> _EXERCISE DETAILS_:
Report all lines below with the word "desk".

> _MATERIAL FOR THIS EXERCISE_:
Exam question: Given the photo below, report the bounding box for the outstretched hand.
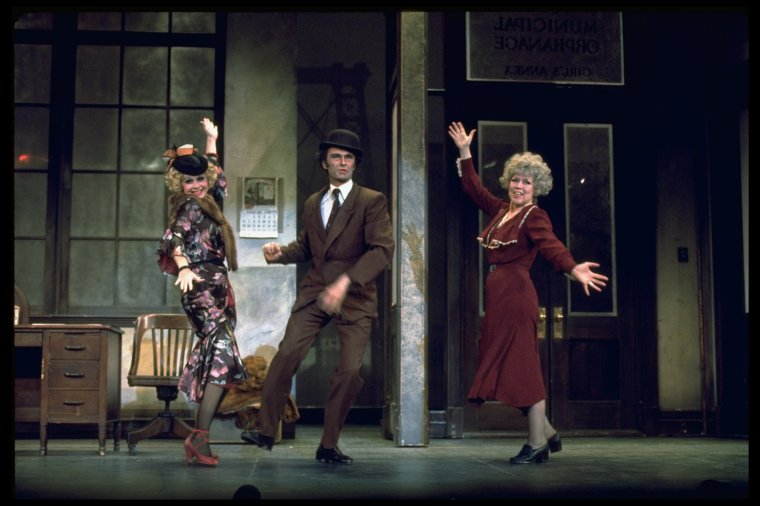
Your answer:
[570,262,609,296]
[448,121,476,151]
[175,268,203,293]
[201,117,218,140]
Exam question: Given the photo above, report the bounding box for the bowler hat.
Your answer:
[319,129,363,158]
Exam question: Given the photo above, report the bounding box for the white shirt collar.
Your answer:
[328,180,353,203]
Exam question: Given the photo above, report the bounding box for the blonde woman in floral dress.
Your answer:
[157,118,247,466]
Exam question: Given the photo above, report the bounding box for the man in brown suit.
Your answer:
[241,129,394,464]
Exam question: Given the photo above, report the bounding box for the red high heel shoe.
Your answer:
[184,429,219,466]
[184,430,219,459]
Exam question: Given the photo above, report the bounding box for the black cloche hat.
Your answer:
[169,144,208,176]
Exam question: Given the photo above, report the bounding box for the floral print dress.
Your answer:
[157,196,247,403]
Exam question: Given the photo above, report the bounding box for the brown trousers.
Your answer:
[257,302,372,448]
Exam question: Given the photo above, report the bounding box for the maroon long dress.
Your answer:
[459,157,576,409]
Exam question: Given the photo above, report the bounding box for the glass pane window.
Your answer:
[118,174,165,238]
[70,173,117,237]
[13,33,52,313]
[121,109,167,171]
[14,173,48,236]
[72,108,119,171]
[117,241,168,306]
[169,109,216,149]
[69,240,116,306]
[125,12,169,32]
[78,12,122,31]
[172,12,215,33]
[564,124,617,315]
[14,12,222,317]
[123,47,168,106]
[170,47,215,106]
[14,106,49,170]
[75,45,120,104]
[14,12,53,30]
[15,44,51,103]
[14,240,46,306]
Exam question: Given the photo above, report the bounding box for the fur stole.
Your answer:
[168,193,238,271]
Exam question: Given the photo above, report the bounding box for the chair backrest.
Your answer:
[14,285,30,325]
[127,313,197,388]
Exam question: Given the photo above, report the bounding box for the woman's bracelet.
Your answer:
[178,265,190,273]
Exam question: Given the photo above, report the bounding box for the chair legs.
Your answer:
[127,384,195,454]
[172,416,194,439]
[127,414,194,455]
[127,417,164,454]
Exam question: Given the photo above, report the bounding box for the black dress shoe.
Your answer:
[548,432,562,453]
[509,443,549,464]
[315,445,353,464]
[240,430,274,451]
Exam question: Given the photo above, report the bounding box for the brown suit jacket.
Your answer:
[270,183,394,322]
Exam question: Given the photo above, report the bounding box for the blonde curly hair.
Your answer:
[498,151,553,200]
[164,164,218,194]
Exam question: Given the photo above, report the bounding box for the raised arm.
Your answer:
[202,117,218,155]
[448,121,476,159]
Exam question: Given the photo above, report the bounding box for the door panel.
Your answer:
[467,121,530,432]
[555,124,619,429]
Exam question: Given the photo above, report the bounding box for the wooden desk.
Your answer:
[14,324,122,456]
[14,328,43,425]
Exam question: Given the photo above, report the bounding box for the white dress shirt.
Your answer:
[321,180,353,228]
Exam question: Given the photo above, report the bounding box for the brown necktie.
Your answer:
[326,188,341,230]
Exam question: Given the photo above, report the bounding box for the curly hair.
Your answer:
[498,151,553,200]
[164,164,218,194]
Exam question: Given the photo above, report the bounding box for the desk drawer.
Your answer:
[46,390,99,416]
[47,361,100,389]
[48,334,101,360]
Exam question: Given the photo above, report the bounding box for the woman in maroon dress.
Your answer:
[157,118,247,466]
[448,121,608,464]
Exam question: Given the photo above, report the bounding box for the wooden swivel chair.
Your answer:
[14,285,30,325]
[126,313,197,454]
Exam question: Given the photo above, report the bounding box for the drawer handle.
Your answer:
[64,345,86,351]
[62,400,84,406]
[64,372,85,378]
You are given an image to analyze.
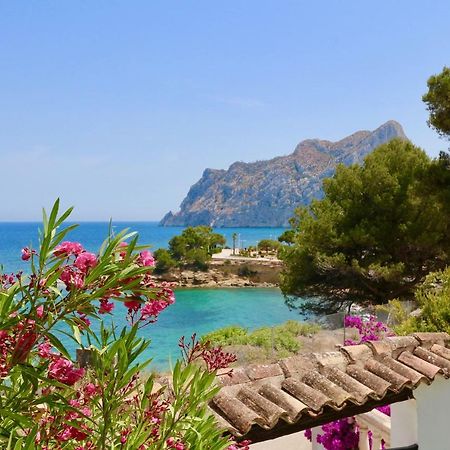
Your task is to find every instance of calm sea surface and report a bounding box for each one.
[0,222,302,370]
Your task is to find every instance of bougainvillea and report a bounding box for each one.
[306,314,392,450]
[0,200,246,450]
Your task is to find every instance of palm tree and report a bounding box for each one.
[232,233,238,255]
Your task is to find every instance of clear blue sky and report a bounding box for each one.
[1,0,449,220]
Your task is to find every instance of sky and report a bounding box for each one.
[1,0,449,221]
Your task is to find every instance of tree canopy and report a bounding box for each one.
[280,139,450,314]
[257,239,281,253]
[423,66,450,140]
[158,226,226,271]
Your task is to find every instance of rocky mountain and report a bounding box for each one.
[160,121,407,227]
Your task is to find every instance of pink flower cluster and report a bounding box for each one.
[178,334,237,373]
[54,241,84,257]
[137,250,155,267]
[37,340,85,386]
[227,440,251,450]
[344,314,390,344]
[36,380,101,447]
[51,242,98,291]
[166,437,185,449]
[315,418,359,450]
[1,272,21,288]
[48,357,85,386]
[125,282,176,326]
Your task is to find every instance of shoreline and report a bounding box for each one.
[154,258,283,289]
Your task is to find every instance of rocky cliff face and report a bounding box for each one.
[160,121,407,227]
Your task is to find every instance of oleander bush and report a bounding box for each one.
[0,200,247,450]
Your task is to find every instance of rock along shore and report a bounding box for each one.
[153,258,283,288]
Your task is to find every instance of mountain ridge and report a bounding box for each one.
[160,121,407,227]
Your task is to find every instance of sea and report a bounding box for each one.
[0,222,305,370]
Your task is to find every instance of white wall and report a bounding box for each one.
[250,431,312,450]
[390,399,418,447]
[414,375,450,450]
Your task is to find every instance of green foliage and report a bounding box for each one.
[153,248,177,273]
[280,139,450,314]
[395,268,450,336]
[202,321,320,358]
[202,325,248,346]
[168,226,226,270]
[257,239,281,253]
[423,66,450,140]
[278,229,295,245]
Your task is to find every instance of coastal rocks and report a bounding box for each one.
[154,260,281,288]
[160,121,407,227]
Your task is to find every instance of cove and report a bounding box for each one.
[79,288,302,371]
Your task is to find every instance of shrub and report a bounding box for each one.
[202,320,320,359]
[395,267,450,335]
[0,200,246,450]
[202,325,248,347]
[153,248,177,273]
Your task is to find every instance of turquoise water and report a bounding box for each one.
[0,223,299,370]
[84,288,299,370]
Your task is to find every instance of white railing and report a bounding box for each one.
[355,409,391,450]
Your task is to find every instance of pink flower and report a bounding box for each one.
[48,357,85,385]
[118,241,128,258]
[99,299,115,314]
[124,298,142,311]
[167,438,185,450]
[77,313,91,328]
[137,250,155,267]
[54,241,84,257]
[36,305,44,318]
[83,383,100,399]
[21,247,35,261]
[140,300,170,322]
[75,252,98,273]
[60,267,84,290]
[38,341,53,359]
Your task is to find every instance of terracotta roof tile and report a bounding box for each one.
[341,344,373,364]
[237,387,286,428]
[282,377,333,412]
[346,365,391,397]
[364,358,411,392]
[212,391,262,433]
[246,363,283,381]
[310,351,348,371]
[217,367,250,386]
[413,332,450,347]
[320,366,374,404]
[279,355,317,377]
[430,343,450,360]
[397,350,443,379]
[413,347,450,373]
[302,370,350,406]
[257,384,308,422]
[211,333,450,439]
[375,353,427,386]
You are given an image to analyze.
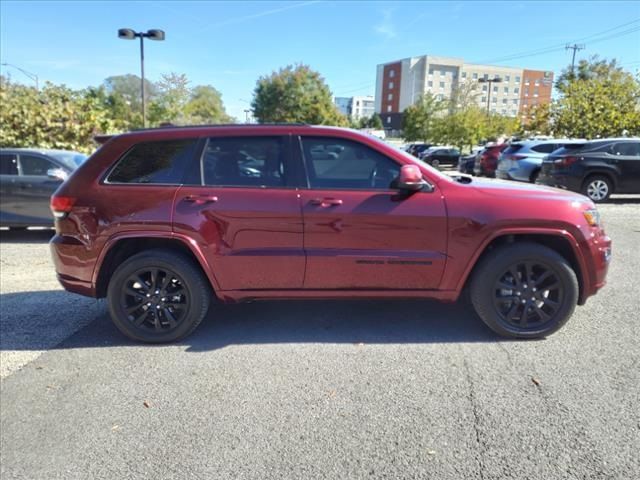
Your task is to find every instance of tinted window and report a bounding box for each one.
[20,155,56,176]
[107,140,197,184]
[301,137,400,190]
[202,136,286,187]
[502,144,523,155]
[531,143,557,154]
[0,154,19,175]
[612,142,640,156]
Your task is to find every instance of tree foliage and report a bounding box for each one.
[402,93,446,142]
[251,64,347,125]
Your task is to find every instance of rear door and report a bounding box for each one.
[173,135,304,291]
[297,135,447,290]
[0,153,20,225]
[610,141,640,192]
[16,154,66,223]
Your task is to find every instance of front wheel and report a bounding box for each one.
[107,249,211,343]
[469,243,578,339]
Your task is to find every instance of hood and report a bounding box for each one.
[468,177,591,204]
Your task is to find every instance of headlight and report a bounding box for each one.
[583,208,601,227]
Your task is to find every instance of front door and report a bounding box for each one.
[610,141,640,192]
[297,136,447,290]
[173,135,304,291]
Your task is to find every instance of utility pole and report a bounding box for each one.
[244,109,251,123]
[565,44,585,75]
[478,76,502,114]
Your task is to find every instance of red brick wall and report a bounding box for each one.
[381,62,401,114]
[519,69,553,117]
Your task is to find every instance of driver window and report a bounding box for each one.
[301,137,400,190]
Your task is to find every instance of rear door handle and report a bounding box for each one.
[184,194,218,205]
[310,198,343,207]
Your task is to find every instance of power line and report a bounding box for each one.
[473,19,640,65]
[566,44,586,72]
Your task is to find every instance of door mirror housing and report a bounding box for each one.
[47,168,68,182]
[396,164,429,192]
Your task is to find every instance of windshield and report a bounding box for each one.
[48,151,88,169]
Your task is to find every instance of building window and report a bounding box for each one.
[387,93,393,101]
[462,72,467,78]
[389,70,395,78]
[533,87,539,96]
[492,97,497,103]
[524,78,530,85]
[472,73,478,80]
[493,86,498,93]
[388,82,394,89]
[534,79,540,86]
[481,96,487,102]
[482,85,487,91]
[524,88,529,96]
[483,73,489,80]
[439,81,445,88]
[387,105,392,112]
[436,94,444,100]
[515,76,521,83]
[503,87,509,93]
[428,80,433,87]
[429,68,434,75]
[513,99,519,104]
[523,99,528,105]
[505,75,510,82]
[386,116,391,124]
[514,87,519,94]
[502,98,508,104]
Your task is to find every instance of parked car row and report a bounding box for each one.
[452,137,640,203]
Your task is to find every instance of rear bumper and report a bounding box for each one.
[536,171,582,192]
[56,273,95,297]
[50,234,97,298]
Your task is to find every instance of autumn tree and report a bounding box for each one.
[251,64,347,125]
[402,93,446,142]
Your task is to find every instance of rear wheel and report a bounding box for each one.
[470,242,578,339]
[107,249,211,343]
[530,169,540,184]
[582,175,612,202]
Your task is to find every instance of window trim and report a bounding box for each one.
[296,135,404,192]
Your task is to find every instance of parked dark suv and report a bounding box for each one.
[537,138,640,202]
[50,125,611,343]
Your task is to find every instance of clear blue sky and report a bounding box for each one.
[1,1,639,120]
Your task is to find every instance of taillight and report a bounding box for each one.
[50,195,76,218]
[556,156,578,168]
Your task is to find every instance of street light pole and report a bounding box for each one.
[1,63,39,90]
[244,109,251,123]
[478,76,502,114]
[118,28,165,128]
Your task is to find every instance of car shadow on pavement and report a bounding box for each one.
[0,290,501,352]
[0,229,54,244]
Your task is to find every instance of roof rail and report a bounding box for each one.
[129,122,309,132]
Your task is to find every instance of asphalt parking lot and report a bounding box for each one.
[1,197,639,480]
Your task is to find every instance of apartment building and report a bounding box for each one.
[375,55,553,130]
[334,95,375,120]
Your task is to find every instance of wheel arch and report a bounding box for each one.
[458,229,589,305]
[93,233,221,299]
[582,169,619,190]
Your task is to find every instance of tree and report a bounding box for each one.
[369,113,383,129]
[149,72,191,124]
[251,64,347,125]
[184,85,233,124]
[402,93,446,142]
[104,74,157,128]
[551,57,640,138]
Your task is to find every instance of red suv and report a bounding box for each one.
[50,125,611,342]
[474,143,508,177]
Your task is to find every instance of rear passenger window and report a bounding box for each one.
[202,137,287,187]
[0,154,19,175]
[301,137,400,190]
[107,140,197,184]
[20,155,56,176]
[612,142,640,156]
[531,143,556,154]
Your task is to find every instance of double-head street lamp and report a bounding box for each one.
[1,63,39,90]
[118,28,165,127]
[477,76,502,113]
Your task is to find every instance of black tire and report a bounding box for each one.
[431,159,440,169]
[469,242,578,339]
[107,249,211,343]
[582,175,612,203]
[529,169,540,184]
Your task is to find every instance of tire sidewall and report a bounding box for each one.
[583,175,612,203]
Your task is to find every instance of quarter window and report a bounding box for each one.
[612,142,640,156]
[0,154,19,175]
[202,137,287,187]
[301,137,400,190]
[107,139,197,184]
[20,155,56,176]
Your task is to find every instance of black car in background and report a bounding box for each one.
[537,138,640,202]
[405,143,432,158]
[0,148,87,228]
[420,147,461,168]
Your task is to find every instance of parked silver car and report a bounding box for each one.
[496,139,583,183]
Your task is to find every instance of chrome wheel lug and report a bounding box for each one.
[516,291,521,296]
[521,299,526,304]
[146,293,150,298]
[532,287,537,292]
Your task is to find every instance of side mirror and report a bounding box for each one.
[47,168,68,182]
[396,165,429,192]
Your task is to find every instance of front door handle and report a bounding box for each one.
[184,194,218,205]
[310,198,343,207]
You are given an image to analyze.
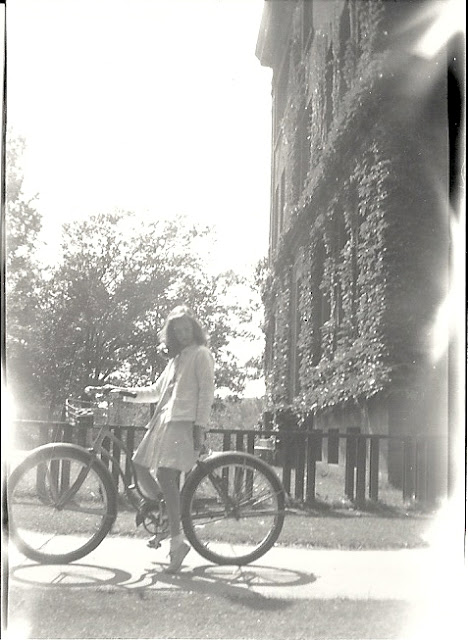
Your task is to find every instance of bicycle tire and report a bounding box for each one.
[181,452,285,565]
[8,443,118,564]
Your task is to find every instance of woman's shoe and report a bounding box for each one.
[147,535,162,549]
[163,542,190,574]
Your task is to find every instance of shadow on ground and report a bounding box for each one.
[10,560,317,612]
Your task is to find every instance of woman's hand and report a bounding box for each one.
[107,387,123,396]
[84,385,111,396]
[84,384,120,396]
[84,384,136,398]
[109,387,137,399]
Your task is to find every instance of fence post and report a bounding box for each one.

> _EXERCISE ANSWER_:
Exam question: Given the photo above, report the bounding box for the wooden desk.
Exam question: Given the photo above, report the bounding box for the desk drawer.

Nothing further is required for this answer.